Given text:
· · ·

All of a sudden a young journalist came running up to me, in a panic, brandishing her mobile phone. She showed me a text message that announced that my film had been banned in India, and that I was about to be arrested.
I felt strangely calm, though nothing at all had prepared me for the resounding blow of the ban. My editor, who was at my side, started crying and begged me to leave and “save myself”. My instincts were entirely in another direction. After phoning seven lawyers, who all advised me to go immediately, I resolved to leave India on the plane I had originally booked, some 26 hours hence.

What I was most concerned about was that if prosecution were to be brought against me, I should not be accused of trying to evade justice.
I received an email from the Delhi police public relations officer, outlining the reasons the commissioner of police had given to the magistrate for the ban to be imposed, including a fear that the film would lead to a “disruption of law and order”. The irony of this was not lost on me. They feared protests, when it was my admiration and gratitude for those Indians who had poured out on to the streets with such commitment, courage and tenacity, demanding a better world for women and girls, that had led me to commit two and a half years of my life to this campaigning film.

The morning after the announcement of the ban I watched proceedings in the Indian parliament on TV in a state of shock. Apparently grown-up men and women MPs were in a state of what can only be described as hysteria. There were cries of “She is decimating our tourist industry” and “This outsider has orchestrated a campaign to shame India”. Only two noble human beings (Javed Akhtar and Anu Aga) were in favour of the film and urged India to be courageous enough to look in the mirror. And, of course, I knew for a fact that none of the MPs had actually seen the film they were in such a furore about. At that stage it existed on one pen drive, in my purse. Nonetheless they were full of certainty and negative opinions about it.

· · ·

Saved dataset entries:
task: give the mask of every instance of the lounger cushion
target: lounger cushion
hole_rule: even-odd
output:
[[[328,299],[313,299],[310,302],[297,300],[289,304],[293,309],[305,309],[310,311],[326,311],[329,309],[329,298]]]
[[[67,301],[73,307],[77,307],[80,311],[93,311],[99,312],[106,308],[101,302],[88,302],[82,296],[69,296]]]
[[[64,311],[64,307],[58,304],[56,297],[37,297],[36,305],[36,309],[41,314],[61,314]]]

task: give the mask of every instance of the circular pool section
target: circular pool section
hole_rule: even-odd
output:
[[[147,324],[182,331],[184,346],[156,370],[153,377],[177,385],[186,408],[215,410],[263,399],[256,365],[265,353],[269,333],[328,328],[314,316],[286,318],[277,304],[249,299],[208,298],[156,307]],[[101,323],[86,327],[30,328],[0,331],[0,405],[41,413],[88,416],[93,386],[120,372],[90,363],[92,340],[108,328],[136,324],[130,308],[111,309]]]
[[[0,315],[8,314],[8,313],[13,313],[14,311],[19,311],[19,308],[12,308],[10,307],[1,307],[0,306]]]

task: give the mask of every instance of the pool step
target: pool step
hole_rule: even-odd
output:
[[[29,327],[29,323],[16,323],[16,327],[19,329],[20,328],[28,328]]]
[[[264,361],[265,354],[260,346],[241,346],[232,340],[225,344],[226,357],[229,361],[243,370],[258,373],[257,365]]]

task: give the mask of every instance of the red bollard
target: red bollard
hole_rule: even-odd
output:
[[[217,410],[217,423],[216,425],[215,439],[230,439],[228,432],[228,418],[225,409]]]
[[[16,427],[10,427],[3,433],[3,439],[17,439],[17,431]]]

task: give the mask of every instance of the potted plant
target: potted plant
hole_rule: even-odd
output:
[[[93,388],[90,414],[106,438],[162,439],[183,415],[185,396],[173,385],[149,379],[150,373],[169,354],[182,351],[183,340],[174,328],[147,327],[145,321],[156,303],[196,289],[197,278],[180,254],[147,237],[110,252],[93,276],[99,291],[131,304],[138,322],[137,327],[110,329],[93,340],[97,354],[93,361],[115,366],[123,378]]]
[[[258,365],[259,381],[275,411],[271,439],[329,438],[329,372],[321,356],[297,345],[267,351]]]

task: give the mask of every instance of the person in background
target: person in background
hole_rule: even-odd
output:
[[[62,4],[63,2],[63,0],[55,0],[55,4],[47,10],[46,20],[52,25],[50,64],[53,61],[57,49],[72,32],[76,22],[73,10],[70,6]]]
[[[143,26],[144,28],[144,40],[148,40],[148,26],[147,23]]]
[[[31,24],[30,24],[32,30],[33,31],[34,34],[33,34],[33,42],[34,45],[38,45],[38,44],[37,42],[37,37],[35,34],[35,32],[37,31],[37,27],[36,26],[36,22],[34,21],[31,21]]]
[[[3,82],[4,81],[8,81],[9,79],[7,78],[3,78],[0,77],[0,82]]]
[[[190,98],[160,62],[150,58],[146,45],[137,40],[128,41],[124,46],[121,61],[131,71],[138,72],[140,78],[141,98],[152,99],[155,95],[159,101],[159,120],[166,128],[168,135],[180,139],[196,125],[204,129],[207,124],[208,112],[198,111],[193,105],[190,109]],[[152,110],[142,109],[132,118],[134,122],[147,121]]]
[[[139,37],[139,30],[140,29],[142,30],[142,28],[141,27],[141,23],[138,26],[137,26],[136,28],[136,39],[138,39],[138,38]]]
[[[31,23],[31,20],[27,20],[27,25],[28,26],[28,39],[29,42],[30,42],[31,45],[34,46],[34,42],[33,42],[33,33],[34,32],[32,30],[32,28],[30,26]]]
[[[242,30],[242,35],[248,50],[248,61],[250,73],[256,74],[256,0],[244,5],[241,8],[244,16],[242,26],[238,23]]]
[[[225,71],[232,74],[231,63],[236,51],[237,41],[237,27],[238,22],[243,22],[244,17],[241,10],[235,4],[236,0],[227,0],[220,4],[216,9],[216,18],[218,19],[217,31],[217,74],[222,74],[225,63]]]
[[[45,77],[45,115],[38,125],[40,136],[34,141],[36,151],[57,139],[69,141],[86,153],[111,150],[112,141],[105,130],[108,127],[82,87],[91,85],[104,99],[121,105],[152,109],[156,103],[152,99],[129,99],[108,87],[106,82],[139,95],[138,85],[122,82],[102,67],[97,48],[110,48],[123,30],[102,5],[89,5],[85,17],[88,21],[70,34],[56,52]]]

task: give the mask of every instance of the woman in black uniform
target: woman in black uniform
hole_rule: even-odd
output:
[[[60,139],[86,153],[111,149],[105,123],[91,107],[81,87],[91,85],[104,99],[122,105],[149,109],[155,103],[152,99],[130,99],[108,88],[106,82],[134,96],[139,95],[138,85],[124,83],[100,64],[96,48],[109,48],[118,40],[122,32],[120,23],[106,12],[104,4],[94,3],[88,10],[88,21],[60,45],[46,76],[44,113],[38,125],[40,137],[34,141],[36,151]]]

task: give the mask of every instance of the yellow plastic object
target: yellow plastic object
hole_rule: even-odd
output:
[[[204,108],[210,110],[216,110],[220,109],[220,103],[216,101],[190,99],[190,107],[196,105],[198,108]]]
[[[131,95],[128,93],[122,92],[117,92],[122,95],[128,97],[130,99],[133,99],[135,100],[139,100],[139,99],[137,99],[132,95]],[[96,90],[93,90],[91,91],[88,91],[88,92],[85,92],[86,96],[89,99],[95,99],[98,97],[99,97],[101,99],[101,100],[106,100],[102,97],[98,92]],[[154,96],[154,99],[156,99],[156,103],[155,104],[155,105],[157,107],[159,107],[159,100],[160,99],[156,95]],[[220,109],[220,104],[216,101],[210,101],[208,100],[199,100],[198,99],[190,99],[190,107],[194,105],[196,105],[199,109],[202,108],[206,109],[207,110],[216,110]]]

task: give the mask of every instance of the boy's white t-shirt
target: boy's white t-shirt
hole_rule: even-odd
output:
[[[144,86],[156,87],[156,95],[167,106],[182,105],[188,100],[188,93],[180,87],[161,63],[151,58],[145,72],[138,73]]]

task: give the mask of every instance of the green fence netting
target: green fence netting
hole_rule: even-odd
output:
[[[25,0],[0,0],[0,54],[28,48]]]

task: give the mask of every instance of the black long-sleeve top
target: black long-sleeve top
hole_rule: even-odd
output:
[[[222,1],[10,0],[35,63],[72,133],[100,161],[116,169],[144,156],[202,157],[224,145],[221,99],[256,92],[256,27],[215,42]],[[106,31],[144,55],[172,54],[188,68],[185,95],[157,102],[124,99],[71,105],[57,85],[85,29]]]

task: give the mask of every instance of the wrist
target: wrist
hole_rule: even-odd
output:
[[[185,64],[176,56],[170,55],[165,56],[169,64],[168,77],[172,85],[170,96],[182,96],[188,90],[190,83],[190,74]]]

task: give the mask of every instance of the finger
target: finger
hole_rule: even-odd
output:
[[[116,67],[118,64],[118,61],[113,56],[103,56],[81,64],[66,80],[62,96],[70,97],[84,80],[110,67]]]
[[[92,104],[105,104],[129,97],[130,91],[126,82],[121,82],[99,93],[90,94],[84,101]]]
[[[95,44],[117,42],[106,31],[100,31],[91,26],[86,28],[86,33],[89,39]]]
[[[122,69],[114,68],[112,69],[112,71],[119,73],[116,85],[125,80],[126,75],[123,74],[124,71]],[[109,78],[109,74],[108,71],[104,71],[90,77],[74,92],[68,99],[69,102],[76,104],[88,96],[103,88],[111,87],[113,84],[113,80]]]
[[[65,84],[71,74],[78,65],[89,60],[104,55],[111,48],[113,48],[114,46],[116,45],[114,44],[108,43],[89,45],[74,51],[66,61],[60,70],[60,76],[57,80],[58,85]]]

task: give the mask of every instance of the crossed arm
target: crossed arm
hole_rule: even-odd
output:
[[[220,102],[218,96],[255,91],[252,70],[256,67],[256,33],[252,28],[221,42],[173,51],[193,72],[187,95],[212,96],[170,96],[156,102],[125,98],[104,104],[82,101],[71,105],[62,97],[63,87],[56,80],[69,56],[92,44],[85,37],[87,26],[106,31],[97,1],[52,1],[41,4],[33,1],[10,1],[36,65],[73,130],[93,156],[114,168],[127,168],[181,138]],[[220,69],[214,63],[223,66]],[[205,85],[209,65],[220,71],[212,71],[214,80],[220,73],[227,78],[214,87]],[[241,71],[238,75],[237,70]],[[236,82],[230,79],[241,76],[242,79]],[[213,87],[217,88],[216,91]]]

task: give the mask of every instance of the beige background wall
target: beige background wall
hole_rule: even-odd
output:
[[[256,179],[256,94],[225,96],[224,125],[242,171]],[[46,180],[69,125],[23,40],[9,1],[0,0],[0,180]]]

· · ·

Written request: Continue the account of the film's ban in India from the point where it stops.

Written reply:
I left for London that night. I was later informed that the police had arrived at the house I had been staying at, brandishing a picture of me, half an hour after I had left for the airport.
It is naive to think you can ban a film in the digital age. This ban merely fans the flames of the hunger of Indians to see it. It has ensured that the “wrong” version of the film (the international version, which named the victim – illegal in India – and didn’t have the global statistics at the end of the film, which changed its meaning), was seen by 1.5 million Indians within the first hour after the BBC had aired it.

 Furthermore, the ban has proved utterly counter-productive. When I show the documentary to international audiences, they are highly moved by the Indians who were impassioned enough to protest at the ill-treatment of women, and then when they hear the Indian government has banned the film, their jaws invariably drop and their compassion turns to derision. They cannot believe that India, a so-called democracy, can ban a public interest film that pleads for an end to gender-based violence.
In August, the government banned 857 porn sites. Immediately, there was a massive outcry on social media by Indian men who demanded their porn sites back. “India’s a democracy,” they cried, “the government cannot trample on freedom of expression.” And the government gave in to these cries, and lifted the ban on their precious porn sites. The ban on the film persists. What message is India giving to the world?
And where is Prime Minister Modi on all of this?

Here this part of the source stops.